=== Begin Enclosure ===
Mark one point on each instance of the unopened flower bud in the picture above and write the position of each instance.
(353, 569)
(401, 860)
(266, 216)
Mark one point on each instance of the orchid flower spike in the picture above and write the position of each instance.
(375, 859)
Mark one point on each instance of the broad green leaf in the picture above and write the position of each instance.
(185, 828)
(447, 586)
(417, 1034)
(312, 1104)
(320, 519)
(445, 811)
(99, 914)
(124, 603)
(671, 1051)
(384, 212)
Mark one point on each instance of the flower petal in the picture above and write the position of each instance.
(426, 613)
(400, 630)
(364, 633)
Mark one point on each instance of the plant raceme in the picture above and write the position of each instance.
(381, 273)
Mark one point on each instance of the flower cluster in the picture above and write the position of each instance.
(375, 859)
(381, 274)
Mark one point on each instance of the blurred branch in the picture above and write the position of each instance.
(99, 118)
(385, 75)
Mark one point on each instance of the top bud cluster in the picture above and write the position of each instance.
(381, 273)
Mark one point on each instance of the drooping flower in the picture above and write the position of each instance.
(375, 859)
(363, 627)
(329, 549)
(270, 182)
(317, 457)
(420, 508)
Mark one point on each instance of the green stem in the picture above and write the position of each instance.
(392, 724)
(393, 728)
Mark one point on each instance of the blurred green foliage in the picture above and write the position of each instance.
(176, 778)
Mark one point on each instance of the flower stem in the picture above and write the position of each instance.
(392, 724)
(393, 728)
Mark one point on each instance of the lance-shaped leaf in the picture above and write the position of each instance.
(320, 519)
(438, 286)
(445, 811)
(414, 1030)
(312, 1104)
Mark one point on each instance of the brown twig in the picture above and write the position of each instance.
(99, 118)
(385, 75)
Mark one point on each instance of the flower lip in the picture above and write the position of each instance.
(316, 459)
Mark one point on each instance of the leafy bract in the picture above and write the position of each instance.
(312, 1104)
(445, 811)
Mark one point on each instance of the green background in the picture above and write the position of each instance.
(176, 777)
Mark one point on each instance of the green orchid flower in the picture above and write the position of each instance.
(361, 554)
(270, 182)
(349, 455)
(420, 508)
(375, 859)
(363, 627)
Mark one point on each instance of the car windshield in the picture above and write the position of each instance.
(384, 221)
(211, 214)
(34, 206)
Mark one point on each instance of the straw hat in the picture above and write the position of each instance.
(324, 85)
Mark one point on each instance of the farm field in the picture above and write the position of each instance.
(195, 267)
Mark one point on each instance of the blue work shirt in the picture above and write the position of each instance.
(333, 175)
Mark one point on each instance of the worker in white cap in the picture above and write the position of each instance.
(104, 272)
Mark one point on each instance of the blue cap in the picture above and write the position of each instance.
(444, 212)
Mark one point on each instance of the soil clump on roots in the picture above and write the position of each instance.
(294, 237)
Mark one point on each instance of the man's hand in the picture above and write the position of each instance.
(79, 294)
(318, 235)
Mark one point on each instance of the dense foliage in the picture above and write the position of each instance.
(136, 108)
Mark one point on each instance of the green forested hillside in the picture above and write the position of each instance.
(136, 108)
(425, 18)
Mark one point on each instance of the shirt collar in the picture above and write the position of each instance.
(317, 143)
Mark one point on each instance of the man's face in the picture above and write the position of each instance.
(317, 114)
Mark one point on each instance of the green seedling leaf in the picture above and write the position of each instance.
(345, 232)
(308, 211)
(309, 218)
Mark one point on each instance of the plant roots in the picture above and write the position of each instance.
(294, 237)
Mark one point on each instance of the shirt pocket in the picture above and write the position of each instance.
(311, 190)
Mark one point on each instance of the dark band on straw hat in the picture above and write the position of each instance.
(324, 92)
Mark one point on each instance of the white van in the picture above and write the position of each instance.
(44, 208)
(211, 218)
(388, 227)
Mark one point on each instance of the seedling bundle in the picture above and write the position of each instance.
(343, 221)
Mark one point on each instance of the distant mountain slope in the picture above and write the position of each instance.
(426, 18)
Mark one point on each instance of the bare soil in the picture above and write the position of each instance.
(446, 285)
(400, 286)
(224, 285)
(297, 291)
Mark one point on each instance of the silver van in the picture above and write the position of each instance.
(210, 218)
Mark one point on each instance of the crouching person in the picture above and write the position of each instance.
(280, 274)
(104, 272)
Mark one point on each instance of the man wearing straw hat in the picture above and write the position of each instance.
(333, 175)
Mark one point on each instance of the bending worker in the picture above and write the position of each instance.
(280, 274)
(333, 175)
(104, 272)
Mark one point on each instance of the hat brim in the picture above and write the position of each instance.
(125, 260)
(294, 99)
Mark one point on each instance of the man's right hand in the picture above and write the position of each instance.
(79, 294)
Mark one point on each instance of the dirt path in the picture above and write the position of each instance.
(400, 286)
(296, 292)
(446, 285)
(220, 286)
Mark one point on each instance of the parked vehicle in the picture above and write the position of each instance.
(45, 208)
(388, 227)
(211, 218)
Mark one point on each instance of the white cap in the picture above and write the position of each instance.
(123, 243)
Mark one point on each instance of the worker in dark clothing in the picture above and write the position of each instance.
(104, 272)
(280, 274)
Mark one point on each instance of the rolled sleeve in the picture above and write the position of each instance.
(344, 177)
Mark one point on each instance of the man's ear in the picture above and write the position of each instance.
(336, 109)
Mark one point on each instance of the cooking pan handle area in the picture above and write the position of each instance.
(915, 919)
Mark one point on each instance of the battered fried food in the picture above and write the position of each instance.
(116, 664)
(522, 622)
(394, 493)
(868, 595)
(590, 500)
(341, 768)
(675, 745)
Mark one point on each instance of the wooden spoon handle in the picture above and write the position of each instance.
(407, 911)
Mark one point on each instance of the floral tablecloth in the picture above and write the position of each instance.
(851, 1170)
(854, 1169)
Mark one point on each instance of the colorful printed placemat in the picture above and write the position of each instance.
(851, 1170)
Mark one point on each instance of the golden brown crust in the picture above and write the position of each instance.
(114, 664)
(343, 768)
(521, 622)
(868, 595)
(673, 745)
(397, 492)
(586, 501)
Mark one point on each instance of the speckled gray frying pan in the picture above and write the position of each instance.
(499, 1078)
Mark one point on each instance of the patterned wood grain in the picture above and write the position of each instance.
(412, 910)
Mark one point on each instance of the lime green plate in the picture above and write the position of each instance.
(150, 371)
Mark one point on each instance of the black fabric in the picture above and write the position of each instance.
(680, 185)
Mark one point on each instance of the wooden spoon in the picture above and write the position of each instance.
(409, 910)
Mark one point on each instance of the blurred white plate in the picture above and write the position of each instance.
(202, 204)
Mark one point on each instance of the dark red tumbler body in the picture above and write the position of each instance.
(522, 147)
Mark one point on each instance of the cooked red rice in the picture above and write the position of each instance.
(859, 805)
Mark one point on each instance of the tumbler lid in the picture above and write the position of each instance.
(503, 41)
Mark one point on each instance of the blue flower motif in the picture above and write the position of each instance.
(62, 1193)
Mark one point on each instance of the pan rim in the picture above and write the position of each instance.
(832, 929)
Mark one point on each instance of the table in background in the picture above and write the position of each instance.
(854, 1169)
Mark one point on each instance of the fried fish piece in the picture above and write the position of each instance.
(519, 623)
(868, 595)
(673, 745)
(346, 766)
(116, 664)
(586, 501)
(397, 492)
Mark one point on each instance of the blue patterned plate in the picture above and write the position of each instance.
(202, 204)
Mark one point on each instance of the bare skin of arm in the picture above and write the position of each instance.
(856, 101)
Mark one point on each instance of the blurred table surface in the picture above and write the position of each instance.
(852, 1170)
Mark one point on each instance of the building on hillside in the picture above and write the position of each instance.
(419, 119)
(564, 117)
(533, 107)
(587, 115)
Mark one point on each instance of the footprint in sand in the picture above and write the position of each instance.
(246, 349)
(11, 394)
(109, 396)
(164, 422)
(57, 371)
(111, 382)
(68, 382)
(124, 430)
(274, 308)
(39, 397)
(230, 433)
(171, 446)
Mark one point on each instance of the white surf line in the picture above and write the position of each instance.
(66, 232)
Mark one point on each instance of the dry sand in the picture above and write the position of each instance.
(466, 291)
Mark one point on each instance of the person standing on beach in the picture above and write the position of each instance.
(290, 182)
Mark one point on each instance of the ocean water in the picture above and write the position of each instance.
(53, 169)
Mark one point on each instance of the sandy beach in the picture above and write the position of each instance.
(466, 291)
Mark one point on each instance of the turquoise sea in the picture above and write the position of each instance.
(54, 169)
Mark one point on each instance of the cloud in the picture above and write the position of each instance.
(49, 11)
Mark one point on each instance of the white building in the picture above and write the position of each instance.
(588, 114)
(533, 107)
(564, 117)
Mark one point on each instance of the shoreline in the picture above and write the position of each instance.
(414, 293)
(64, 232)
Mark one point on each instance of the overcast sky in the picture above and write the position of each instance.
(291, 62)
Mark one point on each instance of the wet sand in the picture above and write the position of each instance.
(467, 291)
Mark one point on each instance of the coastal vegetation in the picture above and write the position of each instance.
=== End Enclosure ===
**Task to carry out:** Each line from the one containing "Mark one point on each instance of the cloud" through the final line of the listing above should be returned exactly; return nothing else.

**Reply to the task:**
Mark one point on each instance of the cloud in the picture above and write the position of each instance.
(49, 11)
Mark one point on each instance of the white building in the picture above and write the position of each instance.
(588, 114)
(533, 107)
(564, 117)
Mark one point on each instance of the shoreline in the picture above and write the position of each instance.
(414, 293)
(64, 232)
Mark one point on each instance of the overcast sky in the picture above and write the position of each instance.
(291, 62)
Mark one point on each instance of the wet sand in the picture above and write the position of each instance.
(467, 291)
Mark one point on each instance of the coastal vegetation in the picture above and write the position of each instance.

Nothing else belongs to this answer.